Quoted text
◇ ◇ ◇ ◇ ◇ ◇ ◇

What the heck is wrong with dust? The resurrection body is a material, physical body. Which means it’s made from stuff - like dust or old bodies. Resurrected stuff - if Christ had meant something other than resurrection, he would have used another word to described it.
If there’s a hoax here, it’s a misuse of the word ‘resurrection.’
Sorry for your loss. Your uncle is dead, and his body is dust though being sustained by chemicals to have the appearance that it is not dead. Your uncle is not the body in the casket.
2 Corinthians 5:1
Now we know that if the earthly tent we live in is destroyed, we have a building from God, an eternal house in heaven, not built by human hands.
It is not the body is not what is raised, it is the dead who are raised. The Body is not a material, physical body, it is a spiritual body in which material physical universe can see and touch. It is NOT made from stuff like dust or old bodies. No where in Scripture will you find such a notion, except within Egyptian Religions.
1 Corinthians 15:40,44,47-49
There are also celestial [epouranios= origin from heaven] bodies and terrestrial [origin from dust] bodies, but the glory of the heavenly is one, and the glory of the earthly is another.
[The Dead] are sown a natural [psychikos = breathing] body, [The Dead] are raised a spiritual [pneumatikos = being higher than man but inferior to God] body. If there is a natural body, there is also a spiritual body.
The first man is from the terrestial origin, earthy [choïkos = made of earth (dust)]; the second man is from celestial origin.

◇ ◇ ◇ ◇ ◇ ◇ ◇

Dataset extract
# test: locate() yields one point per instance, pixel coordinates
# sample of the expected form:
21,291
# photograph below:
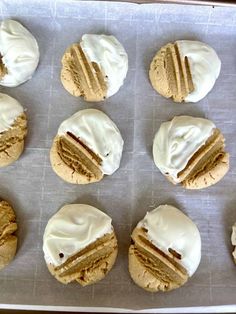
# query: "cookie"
190,151
19,54
79,244
95,68
165,250
8,240
13,129
87,146
185,70
233,241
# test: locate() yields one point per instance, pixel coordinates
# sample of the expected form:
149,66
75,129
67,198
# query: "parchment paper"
37,193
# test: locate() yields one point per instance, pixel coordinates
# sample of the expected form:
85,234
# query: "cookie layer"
8,241
166,250
13,129
88,145
95,68
19,54
79,244
190,151
185,70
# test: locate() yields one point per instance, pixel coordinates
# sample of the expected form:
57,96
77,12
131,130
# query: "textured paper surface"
37,193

◇ ◇ ◇ ◇ ◇ ◇ ◇

Exercise task A
From the resurrection text above the records, list every Greek term that appears inside square brackets.
Exercise task B
Please write out the part of the resurrection text starting with "If there’s a" and going on through "by human hands.".

Output A
epouranios
psychikos
pneumatikos
choïkos

Output B
If there’s a hoax here, it’s a misuse of the word ‘resurrection.’
Sorry for your loss. Your uncle is dead, and his body is dust though being sustained by chemicals to have the appearance that it is not dead. Your uncle is not the body in the casket.
2 Corinthians 5:1
Now we know that if the earthly tent we live in is destroyed, we have a building from God, an eternal house in heaven, not built by human hands.